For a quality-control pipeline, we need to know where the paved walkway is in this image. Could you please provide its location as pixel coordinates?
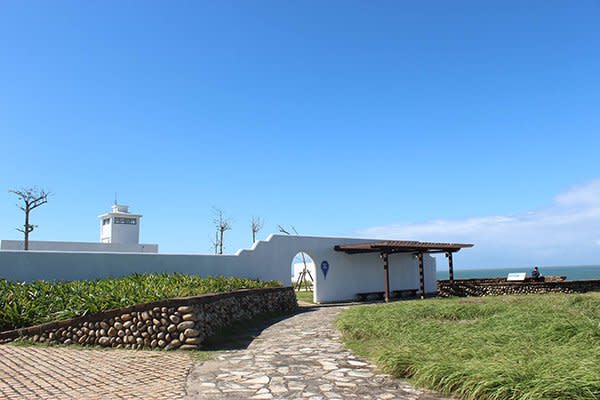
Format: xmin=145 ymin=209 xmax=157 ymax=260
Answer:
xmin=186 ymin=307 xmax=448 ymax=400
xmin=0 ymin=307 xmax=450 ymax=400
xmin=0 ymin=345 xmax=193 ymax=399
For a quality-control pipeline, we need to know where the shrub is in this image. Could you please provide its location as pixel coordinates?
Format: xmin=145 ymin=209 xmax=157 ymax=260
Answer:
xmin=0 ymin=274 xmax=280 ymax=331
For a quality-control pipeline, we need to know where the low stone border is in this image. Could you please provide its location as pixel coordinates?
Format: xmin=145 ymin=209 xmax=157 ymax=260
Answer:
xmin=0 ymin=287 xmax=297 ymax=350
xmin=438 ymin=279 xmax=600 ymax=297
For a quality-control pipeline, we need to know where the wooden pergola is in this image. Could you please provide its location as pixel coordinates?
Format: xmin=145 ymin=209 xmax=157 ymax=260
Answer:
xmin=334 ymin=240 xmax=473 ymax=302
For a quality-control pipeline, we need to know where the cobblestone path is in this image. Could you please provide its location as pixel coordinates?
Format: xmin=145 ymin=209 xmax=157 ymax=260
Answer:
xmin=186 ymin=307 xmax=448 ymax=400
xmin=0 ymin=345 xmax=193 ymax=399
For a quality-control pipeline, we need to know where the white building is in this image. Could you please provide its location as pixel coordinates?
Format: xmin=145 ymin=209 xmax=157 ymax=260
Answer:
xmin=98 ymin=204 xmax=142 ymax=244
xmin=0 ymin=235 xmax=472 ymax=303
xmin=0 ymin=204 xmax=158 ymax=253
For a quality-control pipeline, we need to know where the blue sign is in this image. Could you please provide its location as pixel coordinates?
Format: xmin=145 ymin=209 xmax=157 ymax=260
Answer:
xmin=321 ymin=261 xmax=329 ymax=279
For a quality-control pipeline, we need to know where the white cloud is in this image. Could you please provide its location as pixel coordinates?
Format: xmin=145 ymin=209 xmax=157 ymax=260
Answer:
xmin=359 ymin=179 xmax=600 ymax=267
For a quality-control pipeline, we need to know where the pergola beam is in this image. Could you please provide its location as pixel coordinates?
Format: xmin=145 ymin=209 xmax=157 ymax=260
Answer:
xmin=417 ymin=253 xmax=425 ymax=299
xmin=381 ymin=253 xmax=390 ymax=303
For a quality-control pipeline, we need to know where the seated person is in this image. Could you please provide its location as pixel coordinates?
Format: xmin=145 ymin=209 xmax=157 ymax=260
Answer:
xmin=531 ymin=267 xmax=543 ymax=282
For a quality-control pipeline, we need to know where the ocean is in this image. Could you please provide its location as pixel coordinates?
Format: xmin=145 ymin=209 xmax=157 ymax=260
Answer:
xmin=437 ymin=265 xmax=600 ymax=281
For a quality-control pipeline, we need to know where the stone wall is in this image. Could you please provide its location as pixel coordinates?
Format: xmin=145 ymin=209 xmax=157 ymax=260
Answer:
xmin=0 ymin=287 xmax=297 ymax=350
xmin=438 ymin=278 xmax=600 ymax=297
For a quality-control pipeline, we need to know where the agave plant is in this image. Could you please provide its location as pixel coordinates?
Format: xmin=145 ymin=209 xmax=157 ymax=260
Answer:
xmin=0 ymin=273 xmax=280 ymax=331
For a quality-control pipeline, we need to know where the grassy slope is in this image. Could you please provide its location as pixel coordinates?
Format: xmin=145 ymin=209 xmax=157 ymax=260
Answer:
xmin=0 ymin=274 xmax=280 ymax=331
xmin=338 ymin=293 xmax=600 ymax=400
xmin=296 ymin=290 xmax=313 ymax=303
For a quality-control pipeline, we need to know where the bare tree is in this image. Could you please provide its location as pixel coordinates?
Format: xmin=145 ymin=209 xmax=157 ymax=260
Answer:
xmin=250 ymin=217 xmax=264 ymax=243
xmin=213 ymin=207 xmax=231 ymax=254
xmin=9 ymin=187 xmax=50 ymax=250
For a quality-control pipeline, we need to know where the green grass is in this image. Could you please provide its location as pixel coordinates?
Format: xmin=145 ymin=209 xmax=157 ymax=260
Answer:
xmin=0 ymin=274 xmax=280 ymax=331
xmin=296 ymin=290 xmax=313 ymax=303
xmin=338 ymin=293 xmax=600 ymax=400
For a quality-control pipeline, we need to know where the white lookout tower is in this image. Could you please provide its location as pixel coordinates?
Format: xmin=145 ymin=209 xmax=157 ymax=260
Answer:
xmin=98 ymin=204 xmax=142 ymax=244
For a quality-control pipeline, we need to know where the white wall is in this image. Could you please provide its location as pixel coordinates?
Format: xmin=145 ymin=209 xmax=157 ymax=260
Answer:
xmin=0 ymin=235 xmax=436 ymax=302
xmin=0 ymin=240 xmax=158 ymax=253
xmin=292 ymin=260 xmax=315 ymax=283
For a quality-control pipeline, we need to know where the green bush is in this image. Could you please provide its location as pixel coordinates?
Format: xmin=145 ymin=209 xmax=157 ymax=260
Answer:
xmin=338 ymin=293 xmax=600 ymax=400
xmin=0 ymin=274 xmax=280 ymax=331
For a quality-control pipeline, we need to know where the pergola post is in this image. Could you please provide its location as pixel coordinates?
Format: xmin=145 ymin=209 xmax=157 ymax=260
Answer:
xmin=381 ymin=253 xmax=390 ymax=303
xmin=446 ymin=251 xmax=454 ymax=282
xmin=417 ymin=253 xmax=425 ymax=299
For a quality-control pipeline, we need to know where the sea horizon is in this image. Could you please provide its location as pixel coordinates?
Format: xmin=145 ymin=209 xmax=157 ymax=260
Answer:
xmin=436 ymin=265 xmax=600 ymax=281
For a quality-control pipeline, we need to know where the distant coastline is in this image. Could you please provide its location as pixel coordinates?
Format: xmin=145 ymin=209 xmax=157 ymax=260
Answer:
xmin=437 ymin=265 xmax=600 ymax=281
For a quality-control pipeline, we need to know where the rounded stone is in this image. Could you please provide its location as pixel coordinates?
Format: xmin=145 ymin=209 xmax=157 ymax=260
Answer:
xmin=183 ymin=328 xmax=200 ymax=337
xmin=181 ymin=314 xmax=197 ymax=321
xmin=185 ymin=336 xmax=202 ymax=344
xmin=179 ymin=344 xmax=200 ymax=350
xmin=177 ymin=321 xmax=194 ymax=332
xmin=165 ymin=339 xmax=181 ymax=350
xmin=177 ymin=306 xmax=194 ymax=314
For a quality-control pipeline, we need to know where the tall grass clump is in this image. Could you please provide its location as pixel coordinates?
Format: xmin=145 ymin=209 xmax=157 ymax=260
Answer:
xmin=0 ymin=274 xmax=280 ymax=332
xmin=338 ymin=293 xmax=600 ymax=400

--- --- ---

[What you should do]:
Format the lines from the one with "the pergola post" up to and including the one with "xmin=177 ymin=306 xmax=194 ymax=314" as a Markdown table. Use the columns Row and Line, number each row, and leave out blank lines.

[Finished answer]:
| Row | Line |
|---|---|
| 1 | For a quality-control pipeline, we need to know where the pergola post is in this image. Could you please provide its location as pixel coordinates? |
| 2 | Format: xmin=145 ymin=209 xmax=157 ymax=260 |
| 3 | Answer: |
| 4 | xmin=381 ymin=253 xmax=390 ymax=303 |
| 5 | xmin=446 ymin=251 xmax=454 ymax=282 |
| 6 | xmin=417 ymin=253 xmax=425 ymax=299 |
| 7 | For a quality-control pipeline, we need to know where the sea horizon is in this image. Could you please provide its location as pixel coordinates? |
| 8 | Format: xmin=145 ymin=209 xmax=157 ymax=260 |
| 9 | Answer: |
| 10 | xmin=436 ymin=265 xmax=600 ymax=281 |
| 11 | For a quality-control pipeline, we need to know where the distant coastline is in this image. Could you please provide its location as pixel coordinates? |
| 12 | Format: xmin=145 ymin=209 xmax=157 ymax=260 |
| 13 | Answer: |
| 14 | xmin=437 ymin=265 xmax=600 ymax=281 |
| 15 | For a quality-control pipeline, we need to know where the rounded stone is in this image. Could you please provide its location as pixel coordinates? |
| 16 | Format: xmin=145 ymin=209 xmax=157 ymax=260 |
| 17 | Answer: |
| 18 | xmin=183 ymin=328 xmax=200 ymax=337 |
| 19 | xmin=181 ymin=314 xmax=197 ymax=321 |
| 20 | xmin=185 ymin=336 xmax=202 ymax=344 |
| 21 | xmin=179 ymin=344 xmax=200 ymax=350 |
| 22 | xmin=177 ymin=321 xmax=194 ymax=332 |
| 23 | xmin=165 ymin=339 xmax=181 ymax=350 |
| 24 | xmin=177 ymin=306 xmax=194 ymax=314 |